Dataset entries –
- - - - -

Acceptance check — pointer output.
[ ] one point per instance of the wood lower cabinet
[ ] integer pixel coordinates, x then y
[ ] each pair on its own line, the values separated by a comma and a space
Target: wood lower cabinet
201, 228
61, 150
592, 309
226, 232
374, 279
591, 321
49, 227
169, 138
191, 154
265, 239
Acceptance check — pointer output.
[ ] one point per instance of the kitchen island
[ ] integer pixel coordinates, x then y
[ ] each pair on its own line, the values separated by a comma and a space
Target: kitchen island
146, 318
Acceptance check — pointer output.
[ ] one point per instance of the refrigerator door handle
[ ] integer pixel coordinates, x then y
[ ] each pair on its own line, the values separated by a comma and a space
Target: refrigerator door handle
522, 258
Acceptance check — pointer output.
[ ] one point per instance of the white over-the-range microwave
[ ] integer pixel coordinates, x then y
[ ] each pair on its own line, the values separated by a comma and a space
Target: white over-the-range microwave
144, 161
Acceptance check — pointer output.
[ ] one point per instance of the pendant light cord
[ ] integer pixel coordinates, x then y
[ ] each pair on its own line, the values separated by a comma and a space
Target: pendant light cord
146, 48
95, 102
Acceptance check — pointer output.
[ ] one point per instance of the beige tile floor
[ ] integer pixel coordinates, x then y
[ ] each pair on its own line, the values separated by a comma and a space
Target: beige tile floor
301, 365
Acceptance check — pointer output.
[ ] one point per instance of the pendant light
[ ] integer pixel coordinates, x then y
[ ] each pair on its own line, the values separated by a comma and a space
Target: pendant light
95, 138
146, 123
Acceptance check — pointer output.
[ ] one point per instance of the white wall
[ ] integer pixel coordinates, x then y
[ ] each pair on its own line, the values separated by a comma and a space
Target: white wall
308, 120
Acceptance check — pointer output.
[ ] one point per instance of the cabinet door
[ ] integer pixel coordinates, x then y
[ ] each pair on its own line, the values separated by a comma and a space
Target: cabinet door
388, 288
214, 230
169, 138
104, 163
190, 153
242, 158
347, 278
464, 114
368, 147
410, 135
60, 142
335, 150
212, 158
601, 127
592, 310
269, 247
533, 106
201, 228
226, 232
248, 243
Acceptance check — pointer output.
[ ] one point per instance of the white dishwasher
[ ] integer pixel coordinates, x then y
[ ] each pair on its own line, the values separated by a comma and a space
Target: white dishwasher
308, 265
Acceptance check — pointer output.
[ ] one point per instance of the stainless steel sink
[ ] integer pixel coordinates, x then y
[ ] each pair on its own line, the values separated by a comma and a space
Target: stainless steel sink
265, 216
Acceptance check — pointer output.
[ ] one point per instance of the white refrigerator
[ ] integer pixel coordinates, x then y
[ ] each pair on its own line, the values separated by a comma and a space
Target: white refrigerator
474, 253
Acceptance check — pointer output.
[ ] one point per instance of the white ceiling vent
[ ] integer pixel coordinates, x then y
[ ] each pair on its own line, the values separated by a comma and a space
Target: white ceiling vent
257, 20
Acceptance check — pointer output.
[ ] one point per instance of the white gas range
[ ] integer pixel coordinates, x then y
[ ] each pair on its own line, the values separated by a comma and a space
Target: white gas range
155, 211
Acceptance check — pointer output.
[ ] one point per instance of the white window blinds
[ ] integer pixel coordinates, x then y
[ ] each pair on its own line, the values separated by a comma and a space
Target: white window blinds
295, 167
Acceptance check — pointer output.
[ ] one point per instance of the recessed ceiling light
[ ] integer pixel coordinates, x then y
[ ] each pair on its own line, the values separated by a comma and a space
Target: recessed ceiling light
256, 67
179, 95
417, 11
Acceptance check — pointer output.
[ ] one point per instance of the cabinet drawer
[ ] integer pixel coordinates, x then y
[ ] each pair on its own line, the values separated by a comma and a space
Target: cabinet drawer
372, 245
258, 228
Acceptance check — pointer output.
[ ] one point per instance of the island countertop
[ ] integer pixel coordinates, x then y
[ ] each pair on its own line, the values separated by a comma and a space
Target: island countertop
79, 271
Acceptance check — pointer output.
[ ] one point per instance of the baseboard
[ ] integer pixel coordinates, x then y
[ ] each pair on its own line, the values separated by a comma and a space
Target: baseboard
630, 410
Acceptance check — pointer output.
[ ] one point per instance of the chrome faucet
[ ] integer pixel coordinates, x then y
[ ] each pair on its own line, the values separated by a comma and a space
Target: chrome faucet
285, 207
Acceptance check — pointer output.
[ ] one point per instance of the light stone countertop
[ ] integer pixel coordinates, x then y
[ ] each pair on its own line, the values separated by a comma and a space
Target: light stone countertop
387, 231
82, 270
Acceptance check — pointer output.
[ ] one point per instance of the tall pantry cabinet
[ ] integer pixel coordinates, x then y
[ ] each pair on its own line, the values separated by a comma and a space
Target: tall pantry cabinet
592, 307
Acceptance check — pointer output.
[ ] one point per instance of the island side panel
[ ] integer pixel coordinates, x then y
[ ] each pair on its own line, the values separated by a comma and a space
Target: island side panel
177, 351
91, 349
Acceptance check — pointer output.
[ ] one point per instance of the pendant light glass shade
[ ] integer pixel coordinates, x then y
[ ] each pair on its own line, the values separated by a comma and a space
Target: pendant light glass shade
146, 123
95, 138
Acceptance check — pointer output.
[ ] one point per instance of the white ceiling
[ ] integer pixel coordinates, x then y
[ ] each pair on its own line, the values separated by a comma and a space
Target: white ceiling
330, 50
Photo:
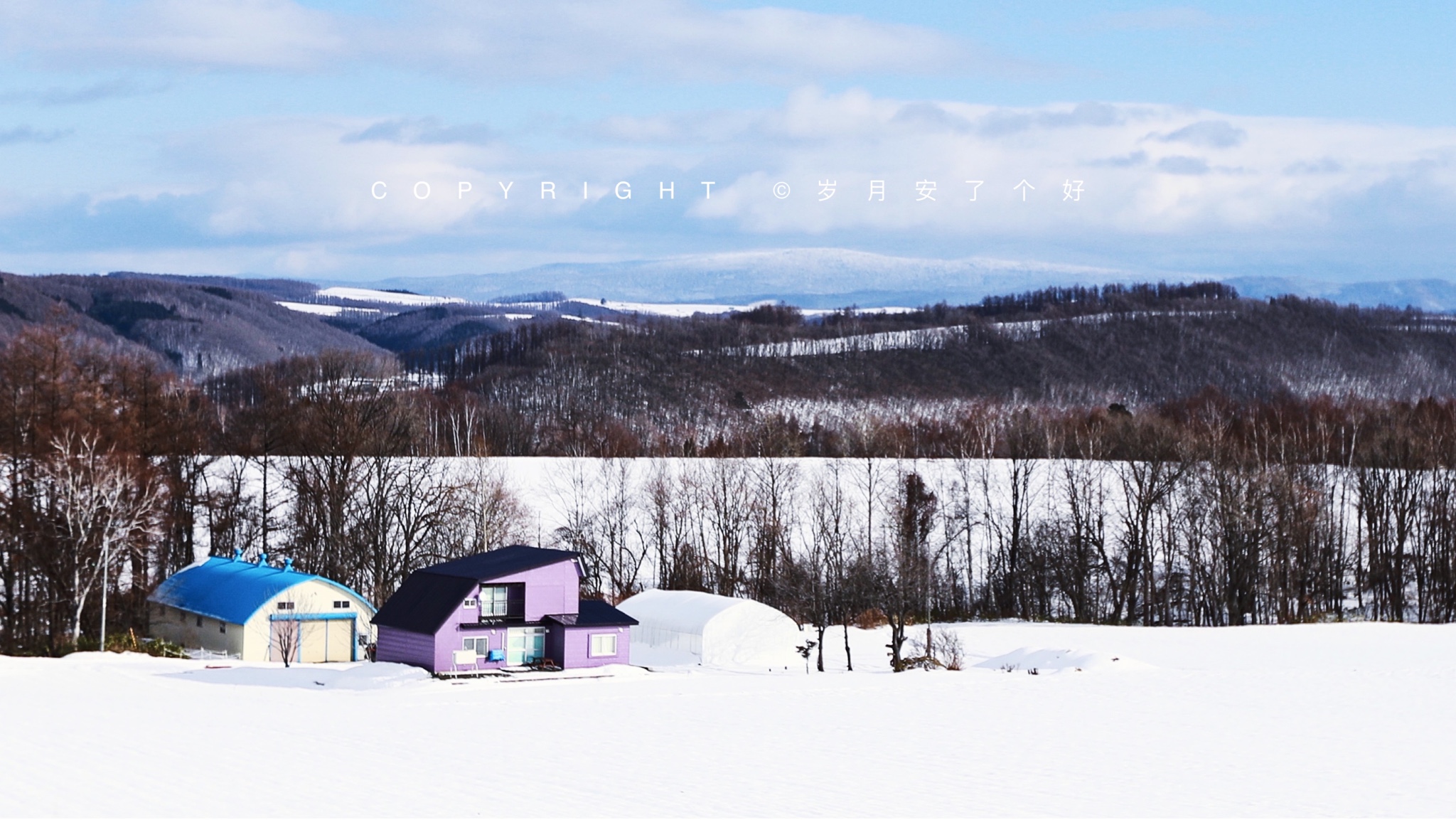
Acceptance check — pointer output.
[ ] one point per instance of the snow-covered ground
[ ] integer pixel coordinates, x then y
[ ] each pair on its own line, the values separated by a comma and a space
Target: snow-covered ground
323, 309
1350, 718
387, 296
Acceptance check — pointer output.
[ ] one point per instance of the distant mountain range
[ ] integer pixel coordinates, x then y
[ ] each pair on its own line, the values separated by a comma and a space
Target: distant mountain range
811, 277
826, 277
208, 325
198, 325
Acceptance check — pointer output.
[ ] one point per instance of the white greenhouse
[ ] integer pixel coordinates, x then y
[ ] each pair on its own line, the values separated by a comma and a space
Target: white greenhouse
678, 627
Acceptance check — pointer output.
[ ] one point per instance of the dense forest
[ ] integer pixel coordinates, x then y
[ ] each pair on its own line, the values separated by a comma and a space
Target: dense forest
1164, 454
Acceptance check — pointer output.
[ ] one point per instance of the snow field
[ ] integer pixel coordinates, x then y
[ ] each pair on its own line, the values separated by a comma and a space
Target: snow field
1349, 718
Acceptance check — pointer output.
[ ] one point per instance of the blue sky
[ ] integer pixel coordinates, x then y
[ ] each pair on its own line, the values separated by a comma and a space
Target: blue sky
1310, 139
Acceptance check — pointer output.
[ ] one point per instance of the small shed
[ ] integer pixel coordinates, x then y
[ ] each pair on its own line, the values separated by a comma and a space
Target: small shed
679, 627
254, 611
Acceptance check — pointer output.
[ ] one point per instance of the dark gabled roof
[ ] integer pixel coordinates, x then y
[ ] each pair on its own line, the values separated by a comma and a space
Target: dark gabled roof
424, 602
427, 597
505, 561
594, 614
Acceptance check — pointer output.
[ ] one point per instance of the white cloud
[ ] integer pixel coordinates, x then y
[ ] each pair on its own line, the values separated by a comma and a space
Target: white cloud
1146, 171
220, 34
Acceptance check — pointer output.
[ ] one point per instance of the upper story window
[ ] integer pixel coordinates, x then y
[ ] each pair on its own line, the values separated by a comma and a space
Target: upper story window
494, 602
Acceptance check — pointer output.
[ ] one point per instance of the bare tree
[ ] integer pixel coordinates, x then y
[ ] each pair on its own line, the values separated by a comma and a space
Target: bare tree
101, 506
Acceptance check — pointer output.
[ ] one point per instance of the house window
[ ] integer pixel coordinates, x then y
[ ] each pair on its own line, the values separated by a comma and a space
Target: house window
603, 646
493, 602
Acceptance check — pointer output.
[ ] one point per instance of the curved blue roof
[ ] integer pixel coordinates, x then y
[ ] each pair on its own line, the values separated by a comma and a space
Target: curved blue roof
230, 589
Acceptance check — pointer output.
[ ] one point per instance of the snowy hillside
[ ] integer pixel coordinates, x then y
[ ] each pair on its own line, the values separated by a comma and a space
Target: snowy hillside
807, 277
1349, 718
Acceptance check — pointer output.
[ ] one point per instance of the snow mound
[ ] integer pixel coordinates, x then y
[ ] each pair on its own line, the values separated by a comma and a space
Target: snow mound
678, 627
309, 676
1028, 659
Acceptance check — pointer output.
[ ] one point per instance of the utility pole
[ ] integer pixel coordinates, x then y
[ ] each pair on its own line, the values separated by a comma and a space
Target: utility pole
105, 560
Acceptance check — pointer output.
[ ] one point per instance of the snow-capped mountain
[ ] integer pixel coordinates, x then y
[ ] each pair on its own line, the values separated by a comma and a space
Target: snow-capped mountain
808, 277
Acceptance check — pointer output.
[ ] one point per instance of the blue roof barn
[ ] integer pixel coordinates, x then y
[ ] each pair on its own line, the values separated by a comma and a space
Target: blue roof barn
254, 611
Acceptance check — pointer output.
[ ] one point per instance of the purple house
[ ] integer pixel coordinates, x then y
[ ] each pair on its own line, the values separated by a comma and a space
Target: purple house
510, 606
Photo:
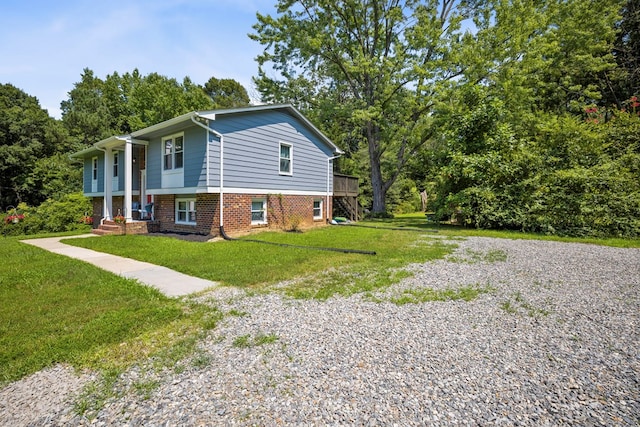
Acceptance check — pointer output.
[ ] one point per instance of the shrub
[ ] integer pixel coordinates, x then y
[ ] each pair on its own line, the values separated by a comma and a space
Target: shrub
64, 214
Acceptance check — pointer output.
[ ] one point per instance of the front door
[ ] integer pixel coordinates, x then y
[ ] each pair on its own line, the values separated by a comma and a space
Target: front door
116, 170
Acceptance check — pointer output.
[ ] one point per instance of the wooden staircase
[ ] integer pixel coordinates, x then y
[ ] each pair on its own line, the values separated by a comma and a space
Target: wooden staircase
109, 227
348, 207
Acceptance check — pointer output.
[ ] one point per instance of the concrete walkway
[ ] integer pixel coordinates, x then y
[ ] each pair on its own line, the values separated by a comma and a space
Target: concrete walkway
168, 281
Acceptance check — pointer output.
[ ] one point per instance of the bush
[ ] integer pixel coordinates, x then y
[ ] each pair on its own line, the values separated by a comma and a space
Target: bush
63, 214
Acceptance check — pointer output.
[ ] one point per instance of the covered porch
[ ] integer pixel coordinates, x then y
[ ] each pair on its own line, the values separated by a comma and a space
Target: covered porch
124, 177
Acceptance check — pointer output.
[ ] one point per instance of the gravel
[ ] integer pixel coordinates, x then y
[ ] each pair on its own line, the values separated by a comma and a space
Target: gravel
555, 341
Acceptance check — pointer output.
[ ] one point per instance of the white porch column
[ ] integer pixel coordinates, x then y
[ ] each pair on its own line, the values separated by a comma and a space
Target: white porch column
108, 182
128, 179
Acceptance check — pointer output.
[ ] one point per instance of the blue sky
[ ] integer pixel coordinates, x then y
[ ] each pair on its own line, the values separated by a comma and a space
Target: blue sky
45, 45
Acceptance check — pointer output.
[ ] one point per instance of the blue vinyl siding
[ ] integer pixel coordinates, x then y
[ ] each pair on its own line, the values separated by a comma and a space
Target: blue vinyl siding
154, 163
252, 153
195, 165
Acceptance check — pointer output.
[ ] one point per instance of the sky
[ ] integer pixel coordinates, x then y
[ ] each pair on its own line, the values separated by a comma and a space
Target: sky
46, 44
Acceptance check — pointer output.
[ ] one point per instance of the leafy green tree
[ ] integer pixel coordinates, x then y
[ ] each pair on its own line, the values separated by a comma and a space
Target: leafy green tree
86, 114
624, 81
226, 93
120, 104
371, 72
28, 136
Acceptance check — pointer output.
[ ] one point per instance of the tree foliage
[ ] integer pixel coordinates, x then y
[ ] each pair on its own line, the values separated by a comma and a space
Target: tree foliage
120, 104
376, 71
226, 93
30, 141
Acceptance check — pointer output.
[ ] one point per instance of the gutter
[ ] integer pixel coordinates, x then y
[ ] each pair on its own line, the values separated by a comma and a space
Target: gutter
221, 137
328, 182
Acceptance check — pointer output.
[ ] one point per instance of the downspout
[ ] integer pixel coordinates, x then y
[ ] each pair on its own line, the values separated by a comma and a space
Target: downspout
328, 181
221, 137
104, 190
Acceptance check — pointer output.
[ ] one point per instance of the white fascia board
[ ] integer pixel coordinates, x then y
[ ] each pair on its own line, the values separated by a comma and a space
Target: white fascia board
228, 190
216, 190
162, 125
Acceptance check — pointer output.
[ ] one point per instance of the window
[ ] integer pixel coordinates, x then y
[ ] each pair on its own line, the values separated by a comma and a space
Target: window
185, 211
173, 152
115, 165
259, 211
94, 174
317, 209
286, 159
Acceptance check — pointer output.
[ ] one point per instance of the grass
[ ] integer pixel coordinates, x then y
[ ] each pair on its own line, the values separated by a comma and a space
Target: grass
255, 266
59, 310
418, 220
422, 295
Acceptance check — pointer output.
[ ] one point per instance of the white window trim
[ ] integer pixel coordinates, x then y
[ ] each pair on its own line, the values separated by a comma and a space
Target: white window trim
264, 209
187, 200
286, 144
314, 208
94, 174
116, 164
173, 169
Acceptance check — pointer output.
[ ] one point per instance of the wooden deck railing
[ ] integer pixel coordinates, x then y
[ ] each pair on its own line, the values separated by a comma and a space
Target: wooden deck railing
345, 185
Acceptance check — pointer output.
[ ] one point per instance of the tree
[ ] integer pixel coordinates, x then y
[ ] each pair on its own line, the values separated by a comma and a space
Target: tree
120, 104
85, 114
377, 68
624, 81
226, 93
28, 136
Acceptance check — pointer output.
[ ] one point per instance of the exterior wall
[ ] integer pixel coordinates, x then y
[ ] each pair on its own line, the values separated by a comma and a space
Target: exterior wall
88, 171
283, 213
252, 153
137, 152
207, 214
194, 168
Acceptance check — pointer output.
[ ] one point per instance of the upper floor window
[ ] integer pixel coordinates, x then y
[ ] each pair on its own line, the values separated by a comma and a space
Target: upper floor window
286, 159
115, 165
317, 209
94, 173
173, 152
186, 211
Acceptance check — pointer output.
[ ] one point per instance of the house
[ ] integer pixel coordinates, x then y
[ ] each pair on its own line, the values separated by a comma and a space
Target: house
208, 172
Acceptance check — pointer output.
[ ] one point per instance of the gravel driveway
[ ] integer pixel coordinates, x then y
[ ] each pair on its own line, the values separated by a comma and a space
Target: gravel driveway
555, 342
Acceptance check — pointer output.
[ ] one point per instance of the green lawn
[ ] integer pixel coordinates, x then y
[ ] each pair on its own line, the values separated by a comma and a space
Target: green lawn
255, 265
59, 310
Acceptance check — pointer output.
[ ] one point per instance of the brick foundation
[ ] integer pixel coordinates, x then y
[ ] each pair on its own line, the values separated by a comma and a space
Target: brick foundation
283, 213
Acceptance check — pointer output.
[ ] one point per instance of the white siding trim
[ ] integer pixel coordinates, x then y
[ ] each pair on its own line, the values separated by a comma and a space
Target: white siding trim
227, 190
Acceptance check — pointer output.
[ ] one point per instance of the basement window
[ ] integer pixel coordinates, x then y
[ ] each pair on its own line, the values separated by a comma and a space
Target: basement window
258, 211
186, 211
317, 209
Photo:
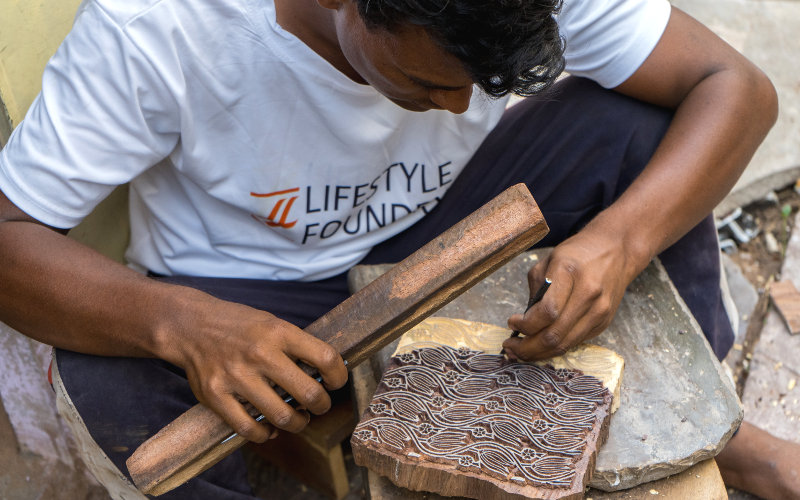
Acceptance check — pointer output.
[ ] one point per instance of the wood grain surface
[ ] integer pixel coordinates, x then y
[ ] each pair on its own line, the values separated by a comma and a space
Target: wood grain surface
452, 416
413, 289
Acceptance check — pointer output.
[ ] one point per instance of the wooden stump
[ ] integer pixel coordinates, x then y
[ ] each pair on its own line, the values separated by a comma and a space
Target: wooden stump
454, 417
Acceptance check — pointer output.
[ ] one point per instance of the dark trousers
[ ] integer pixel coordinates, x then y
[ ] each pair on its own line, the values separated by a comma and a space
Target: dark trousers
577, 149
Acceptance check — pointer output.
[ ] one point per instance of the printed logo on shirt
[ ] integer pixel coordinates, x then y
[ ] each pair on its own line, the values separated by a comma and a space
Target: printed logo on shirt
283, 201
347, 209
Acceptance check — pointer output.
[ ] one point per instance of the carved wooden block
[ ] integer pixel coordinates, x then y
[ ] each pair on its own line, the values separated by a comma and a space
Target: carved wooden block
462, 422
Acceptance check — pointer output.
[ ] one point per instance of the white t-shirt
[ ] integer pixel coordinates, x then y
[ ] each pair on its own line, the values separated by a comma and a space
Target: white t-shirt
248, 154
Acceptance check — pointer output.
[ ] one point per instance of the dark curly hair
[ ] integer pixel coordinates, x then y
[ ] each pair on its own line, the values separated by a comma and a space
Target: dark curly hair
507, 46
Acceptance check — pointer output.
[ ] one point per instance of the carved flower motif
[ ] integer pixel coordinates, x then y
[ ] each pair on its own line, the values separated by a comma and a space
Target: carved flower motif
438, 401
362, 435
539, 424
492, 405
564, 373
378, 408
466, 460
408, 357
394, 382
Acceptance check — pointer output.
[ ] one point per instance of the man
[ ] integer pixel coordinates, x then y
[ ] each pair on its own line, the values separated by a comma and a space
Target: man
304, 136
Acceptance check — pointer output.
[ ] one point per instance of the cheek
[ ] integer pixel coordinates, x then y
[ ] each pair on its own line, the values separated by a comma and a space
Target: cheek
373, 62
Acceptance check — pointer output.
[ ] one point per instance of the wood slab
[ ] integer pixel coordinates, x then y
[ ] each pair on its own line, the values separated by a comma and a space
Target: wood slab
458, 421
678, 407
365, 322
786, 299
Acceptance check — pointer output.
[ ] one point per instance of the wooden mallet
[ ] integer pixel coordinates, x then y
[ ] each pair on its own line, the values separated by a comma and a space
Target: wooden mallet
361, 325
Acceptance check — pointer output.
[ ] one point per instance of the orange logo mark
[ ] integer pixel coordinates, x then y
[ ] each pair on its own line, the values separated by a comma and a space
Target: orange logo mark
284, 202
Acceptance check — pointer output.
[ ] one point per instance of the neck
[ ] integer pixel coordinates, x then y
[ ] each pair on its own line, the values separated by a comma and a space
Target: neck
315, 26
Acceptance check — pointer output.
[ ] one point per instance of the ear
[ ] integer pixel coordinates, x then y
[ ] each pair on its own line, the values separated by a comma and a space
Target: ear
331, 4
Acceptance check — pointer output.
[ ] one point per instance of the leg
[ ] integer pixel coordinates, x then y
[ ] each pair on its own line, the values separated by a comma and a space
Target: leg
577, 149
123, 401
760, 463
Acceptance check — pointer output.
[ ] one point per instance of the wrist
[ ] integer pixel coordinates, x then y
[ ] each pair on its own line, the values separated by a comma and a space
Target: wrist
636, 243
177, 318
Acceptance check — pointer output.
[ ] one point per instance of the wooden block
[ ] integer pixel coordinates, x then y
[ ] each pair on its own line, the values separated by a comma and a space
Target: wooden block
458, 421
365, 322
787, 301
660, 429
314, 456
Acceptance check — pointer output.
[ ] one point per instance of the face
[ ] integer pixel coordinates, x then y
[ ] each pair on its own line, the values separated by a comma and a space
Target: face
405, 65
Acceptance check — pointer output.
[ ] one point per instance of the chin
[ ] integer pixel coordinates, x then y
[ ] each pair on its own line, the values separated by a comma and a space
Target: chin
413, 106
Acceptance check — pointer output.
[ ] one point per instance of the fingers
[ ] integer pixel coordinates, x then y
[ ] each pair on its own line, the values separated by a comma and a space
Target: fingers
240, 421
306, 391
320, 355
575, 308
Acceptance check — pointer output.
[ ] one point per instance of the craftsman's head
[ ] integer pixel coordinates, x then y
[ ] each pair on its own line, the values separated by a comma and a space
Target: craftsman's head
426, 54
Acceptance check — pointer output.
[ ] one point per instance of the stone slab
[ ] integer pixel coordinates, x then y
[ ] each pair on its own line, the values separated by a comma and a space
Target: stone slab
38, 458
772, 396
678, 407
765, 32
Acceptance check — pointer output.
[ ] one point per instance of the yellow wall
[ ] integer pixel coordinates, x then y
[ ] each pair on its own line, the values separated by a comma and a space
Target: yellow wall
30, 32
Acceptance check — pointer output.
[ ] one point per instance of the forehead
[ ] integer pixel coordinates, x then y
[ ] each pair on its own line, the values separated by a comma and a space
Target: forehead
418, 55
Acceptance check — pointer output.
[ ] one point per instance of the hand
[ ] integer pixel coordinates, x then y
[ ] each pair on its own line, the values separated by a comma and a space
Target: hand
233, 353
590, 272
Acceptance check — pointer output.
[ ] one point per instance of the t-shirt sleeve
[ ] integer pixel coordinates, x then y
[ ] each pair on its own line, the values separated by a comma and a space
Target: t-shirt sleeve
607, 40
103, 116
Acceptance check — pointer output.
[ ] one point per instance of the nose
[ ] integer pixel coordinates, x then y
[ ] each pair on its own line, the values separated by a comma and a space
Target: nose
454, 101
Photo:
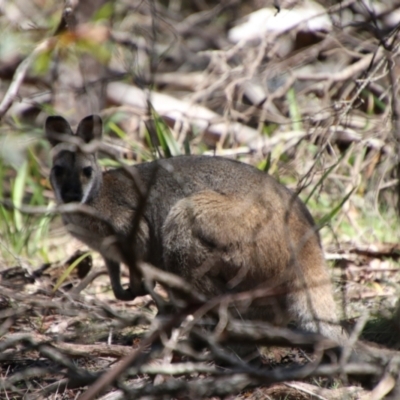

- - - - -

What you will do –
Out of the data above, transcribe exactly and only the lines starting with the line that has "Target: forehead" and going on through the line that has "[ ] one point per instance of the t-shirt", both included.

Exercise answer –
Target: forehead
418, 55
Acceptance check — pointer output.
[ ] one point per instance of the hand
[ ] integer pixel coordinates, x then y
[ ] each pair on its own line, the values separated by a comma and a space
Target: hand
233, 353
590, 272
Acceptance check — pointer output.
[ ] one point per instance of the t-shirt sleeve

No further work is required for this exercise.